TASK => Please read the forum replies below and state what the son was diagnosed with in December 2005.

SUPPLIED TEXT =>
▬▬▬

You are doing the best you can do under the circumstances.  Have you called your doctor regarding these behaviors??  Are you satisfied with your child's physician & diagnosis??  If not, I would seek another opinion regarding the possibility of another diagnosis, possibly bipolar.  Our son was diagnosed with ADHD & ODD & in Dec. 2005, he was diagnosed with Tourette's Syndrome which eliminated the ODD.  Sometimes, the initial diagnosis of ADHD is not the only one or even the right one in many cases.  Another thing to consider is, maybe the meds aren't working or weight gain may change the effectiveness of the medication.  Discuss these possibilities with your doctor immediately. 

GOOD LUCK & HANG IN THERE!!

Yes, please hang in there. I can't tell you how many times I felt utterly and completely hopeless to the situation. It's always seemed that our whole family revolved around my son with adhd.  It always made me feel better when I did something...anything..whether it was reading this forum, looking up new information, taking my son to the psychologist even for a short time. At least I was doing something. Sometimes it worked for a short time and other times it didn't.

▬▬▬

SOURCE MATERIAL =>
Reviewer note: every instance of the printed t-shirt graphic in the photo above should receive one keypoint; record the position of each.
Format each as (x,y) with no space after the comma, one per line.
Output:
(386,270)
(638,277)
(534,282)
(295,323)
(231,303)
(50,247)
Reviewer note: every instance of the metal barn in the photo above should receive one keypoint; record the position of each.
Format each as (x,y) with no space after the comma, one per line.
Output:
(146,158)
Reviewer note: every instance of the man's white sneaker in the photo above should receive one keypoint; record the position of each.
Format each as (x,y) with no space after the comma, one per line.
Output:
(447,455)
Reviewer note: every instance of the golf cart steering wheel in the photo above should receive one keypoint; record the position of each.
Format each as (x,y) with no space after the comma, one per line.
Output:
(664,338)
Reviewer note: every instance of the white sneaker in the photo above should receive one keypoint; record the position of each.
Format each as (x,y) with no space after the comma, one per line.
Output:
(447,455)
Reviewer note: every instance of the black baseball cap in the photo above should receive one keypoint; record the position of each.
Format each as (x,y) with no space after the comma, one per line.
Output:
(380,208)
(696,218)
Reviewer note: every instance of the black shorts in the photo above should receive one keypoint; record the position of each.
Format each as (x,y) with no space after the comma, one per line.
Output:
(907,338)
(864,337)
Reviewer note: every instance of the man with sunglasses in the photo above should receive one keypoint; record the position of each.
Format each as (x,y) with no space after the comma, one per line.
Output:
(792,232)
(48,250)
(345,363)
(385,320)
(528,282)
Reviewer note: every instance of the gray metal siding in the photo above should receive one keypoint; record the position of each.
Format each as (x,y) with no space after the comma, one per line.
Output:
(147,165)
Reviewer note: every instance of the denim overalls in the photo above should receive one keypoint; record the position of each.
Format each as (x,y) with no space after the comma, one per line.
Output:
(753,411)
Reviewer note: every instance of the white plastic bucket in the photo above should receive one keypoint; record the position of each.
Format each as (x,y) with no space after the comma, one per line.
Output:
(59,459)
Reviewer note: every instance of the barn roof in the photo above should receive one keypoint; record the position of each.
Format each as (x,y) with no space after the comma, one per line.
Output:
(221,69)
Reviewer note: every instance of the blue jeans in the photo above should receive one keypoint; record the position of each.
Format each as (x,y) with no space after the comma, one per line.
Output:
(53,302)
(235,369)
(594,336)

▬▬▬

RESPONSE BOX => Tourette's Syndrome.